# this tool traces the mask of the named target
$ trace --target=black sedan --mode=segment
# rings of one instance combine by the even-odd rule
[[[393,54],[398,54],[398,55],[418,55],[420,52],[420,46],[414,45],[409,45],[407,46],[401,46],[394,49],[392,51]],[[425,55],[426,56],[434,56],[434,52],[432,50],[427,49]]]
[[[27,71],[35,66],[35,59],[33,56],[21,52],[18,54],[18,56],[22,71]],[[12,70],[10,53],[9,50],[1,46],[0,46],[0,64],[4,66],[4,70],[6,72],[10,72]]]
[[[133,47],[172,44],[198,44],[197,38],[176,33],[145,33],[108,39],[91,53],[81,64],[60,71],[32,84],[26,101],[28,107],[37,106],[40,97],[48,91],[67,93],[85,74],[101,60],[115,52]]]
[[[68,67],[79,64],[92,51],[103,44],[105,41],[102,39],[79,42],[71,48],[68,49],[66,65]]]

--

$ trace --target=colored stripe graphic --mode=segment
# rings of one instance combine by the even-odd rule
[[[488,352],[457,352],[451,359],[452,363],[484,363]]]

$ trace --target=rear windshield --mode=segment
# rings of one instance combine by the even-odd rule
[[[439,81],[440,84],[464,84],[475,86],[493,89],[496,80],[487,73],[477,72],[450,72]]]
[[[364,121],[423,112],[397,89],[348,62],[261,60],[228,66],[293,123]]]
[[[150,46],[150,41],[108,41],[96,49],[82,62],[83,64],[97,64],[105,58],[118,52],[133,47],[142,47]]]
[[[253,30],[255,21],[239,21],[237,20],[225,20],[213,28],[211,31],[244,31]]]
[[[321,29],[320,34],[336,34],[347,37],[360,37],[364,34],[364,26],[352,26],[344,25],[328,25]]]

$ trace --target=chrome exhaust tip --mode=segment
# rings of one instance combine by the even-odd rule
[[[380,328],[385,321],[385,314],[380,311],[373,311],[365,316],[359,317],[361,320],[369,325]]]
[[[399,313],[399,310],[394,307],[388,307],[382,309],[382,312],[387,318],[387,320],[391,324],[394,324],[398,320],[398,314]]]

WHAT IS EXPECTED
Which lines in the entries above contain the string "mode"? Report each of them in full.

COMPLETE ANSWER
$ trace --target=black sedan --mode=segment
$ trace --target=colored stripe graphic --mode=segment
$ trace --target=rear windshield --mode=segment
$ trace --target=chrome exhaust tip --mode=segment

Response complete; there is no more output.